Ausgewählter Auszug |
= = = = = = =

Als ich in der Fortbildung zum Imagery Rescripting & Reprocessing Therapy (kurz IRRT) saß und Professor Schmucker zuhörte, wurde mir klar was für ein Weg hinter dieser traumatherapeutischen Methode eigentlich steckt.

Mervyn Schmucker hat vor Jahrzehnten bereits mit Imaginationsbehandlungen klinische Untersuchungen durchgeführt. Damals noch als Clinical Associate Professor an der University of Pennsylvania. Beeindruckend ist auch, dass er ein langjähriger Mitarbeiter von Aaron Beck gewesen ist. Beck wiederum galt als Vater der Verhaltenstherapie und ist am 01.11.2021 verstorben. Zum anderen forschte er gemeinsam mit Edna Foa an PTSD-Behandlungsformen. Frau Foa ist wiederum bekannt für ihre prolonogierte Exposition. Darüber hinaus ist er Supervidand und Arbeitskollege von Jeffrey Young gewesen. Der Begründer der Schematherapie. In dem Mann steckt also wirklich ein Stück Psychotherapiegeschichte.

Inzwischen leitet Prof. Schmucker in den deutschsprachigen Ländern IRRT-Seminare, zertifizierte Trainings, Weiterbildungsworkshops und Supervision in der Anwendung der IRRT.

Die Idee hinter IRRT

Über Studien und die Praxis hinweg zeigt die Methode eine solide Effektstärke. Insofern, dass Intrusionen, Flashbacks und weitere traumabezogene Symptome sich zurückbilden. Inzwischen findet die Methode nicht nur in der Behandlung einer PTSD Anwendung. Auch bei Ängsten und bei anhaltender Trauer werden gute Erfolge erzielt. Doch wie ist das möglich? Im Buch werden im ersten Teil des Buches die Entwicklung und anschließend das Konzept der IRRT gut verständlich erklärt.

Simpel erklärt, findet eine Auseinandersetzung mit einer vergangenen traumatischen Situation vor dem geistigen Auge statt. In der IRRT wird dies auch als “innere Bühne” bezeichnet. Es geht in der Behandlungsmethode – vor allem – um visuelle und verbale Verarbeitung. Es ist eine Arbeit mit verschiedenen Persönlichkeitsanteilen. Studien konnten gut zeigen, dass neu erschaffene Bewältigungsbilder mit den alten autobiografischen Erinnerungen konkurrieren. Dabei arbeiten Therapeut:innen in einer sokratischen Haltung. Anders ausgedrückt könnte man sagen, dass Therapeut:innen den Rahmen schaffen und Patient:innen für den Inhalt sorgen. 

Die drei Behandlungsphasen

Eine IRRT-Sitzung verläuft in der Regel in drei Phasen.

  • In Phase 1 geht es um das Wiedererleben einer Situation in sensu (also vor dem geistigen Auge). Dabei geht es vor allem um das Wiedererleben von belastende Bilder und Emotionen, die mit dem Trauma assoziiert sind. 
  • In Phase 2 dreht sich alles um die Konfrontation und die Täter:innen-Entmachtung. Wobei man dies über das “aktuelle Ich” geschieht.

= = = = = = =

Einträge des Datensatzes:
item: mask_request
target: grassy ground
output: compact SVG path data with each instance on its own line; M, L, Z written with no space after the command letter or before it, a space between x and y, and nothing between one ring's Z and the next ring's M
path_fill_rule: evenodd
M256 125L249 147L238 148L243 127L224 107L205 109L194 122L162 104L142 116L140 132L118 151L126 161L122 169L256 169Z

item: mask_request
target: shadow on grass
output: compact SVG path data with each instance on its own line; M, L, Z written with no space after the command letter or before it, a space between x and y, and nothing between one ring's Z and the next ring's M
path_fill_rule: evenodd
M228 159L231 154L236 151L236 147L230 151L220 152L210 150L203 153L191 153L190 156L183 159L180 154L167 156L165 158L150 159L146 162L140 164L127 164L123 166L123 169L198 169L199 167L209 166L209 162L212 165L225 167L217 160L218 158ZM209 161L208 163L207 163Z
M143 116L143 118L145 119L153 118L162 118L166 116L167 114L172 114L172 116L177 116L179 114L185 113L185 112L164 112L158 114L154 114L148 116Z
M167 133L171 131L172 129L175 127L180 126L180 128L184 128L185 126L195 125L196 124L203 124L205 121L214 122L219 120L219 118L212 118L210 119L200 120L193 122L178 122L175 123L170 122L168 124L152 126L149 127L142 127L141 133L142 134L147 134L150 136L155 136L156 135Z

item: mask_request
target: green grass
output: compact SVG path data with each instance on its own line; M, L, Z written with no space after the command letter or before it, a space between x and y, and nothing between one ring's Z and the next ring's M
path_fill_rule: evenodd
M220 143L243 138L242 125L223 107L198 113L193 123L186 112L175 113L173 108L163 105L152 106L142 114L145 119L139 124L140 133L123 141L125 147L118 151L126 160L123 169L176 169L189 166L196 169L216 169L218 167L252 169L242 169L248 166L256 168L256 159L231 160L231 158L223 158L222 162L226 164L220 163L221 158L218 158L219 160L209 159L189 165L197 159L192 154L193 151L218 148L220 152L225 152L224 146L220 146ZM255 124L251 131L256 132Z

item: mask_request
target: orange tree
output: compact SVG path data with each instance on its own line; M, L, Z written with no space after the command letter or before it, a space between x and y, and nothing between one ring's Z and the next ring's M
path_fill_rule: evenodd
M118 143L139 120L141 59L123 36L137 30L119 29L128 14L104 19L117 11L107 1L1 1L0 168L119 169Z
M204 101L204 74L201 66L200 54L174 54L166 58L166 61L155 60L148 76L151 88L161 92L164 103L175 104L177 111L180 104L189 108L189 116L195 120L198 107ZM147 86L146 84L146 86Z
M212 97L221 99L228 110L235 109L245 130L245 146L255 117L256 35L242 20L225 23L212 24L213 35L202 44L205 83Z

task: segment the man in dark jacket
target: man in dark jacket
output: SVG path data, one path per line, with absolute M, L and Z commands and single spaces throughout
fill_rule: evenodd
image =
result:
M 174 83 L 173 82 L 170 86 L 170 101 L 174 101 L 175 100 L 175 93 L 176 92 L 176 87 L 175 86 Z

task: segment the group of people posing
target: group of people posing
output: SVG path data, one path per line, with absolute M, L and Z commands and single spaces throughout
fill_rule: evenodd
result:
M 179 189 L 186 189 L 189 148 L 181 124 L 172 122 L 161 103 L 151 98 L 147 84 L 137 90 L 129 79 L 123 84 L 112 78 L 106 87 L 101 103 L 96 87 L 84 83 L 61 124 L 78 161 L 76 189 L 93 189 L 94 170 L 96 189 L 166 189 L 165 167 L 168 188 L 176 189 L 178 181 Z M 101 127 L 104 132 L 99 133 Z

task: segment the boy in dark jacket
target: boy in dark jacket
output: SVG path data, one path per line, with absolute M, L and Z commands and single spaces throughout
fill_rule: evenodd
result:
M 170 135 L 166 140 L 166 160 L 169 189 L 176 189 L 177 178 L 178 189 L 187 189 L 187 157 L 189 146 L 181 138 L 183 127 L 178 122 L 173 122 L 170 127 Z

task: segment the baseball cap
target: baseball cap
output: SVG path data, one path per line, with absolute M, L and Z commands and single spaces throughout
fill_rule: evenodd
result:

= = = = = = =

Deine Aufgabe |
Führe den Text über die Traumatherapiemethode IRRT nach seinem letzten Satz weiter.

Lösung der Übung |
  • In Phase 3 geht es um die Entwicklung von Bildern der Beruhigung, Tröstung und Versöhnung zwischen dem “aktuellen Ich” und dem traumatisierten Ich bzw. dem Kind-Ich. 
  • Zum Schluss folgt eine Nachbesprechung. Sowohl die Behandlungsphase als auch die Nachbesprechung werden (audio-)visuell aufgezeichnet.

Das Buch bietet einen guten Überblick über den Verlauf der Intervention. im weiteren Teil des Buches kommt es auch noch zu praktischen Beispielen, die verschriftlicht wurden. Der Autor greift auch typische Fallstricke und Komplikationen auf. Er bietet Leser:innen auch für knifflige Situationen eine Lösung an. Mögliche Komplikationen sind z.B.: Patient:innen habe Sorge/Angst die Täter:innen zu konfrontieren oder eigene kindliche Anteile werden in Phase 3 abgelehnt usw.

Für wen eignet sich das Buch?

Ich würde das Buch in erster Linie für approbierte Therapeut:innen und Psychotherapeut:innen in Ausbildung empfehlen. Damit meine ich natürlich auch die ärztlichen Kolleg:innen. Auch wenn Herr Schmucker verhaltenstherapeutisch geprägt ist, würde ich das Verfahren schulenübergreifend empfehlen. Was nicht zuletzt dadurch kommt, dass der Autor mit vielen psychoanalytischen Kolleg:innen zusammengearbeitet hat und er darin keine Widersprüche sieht.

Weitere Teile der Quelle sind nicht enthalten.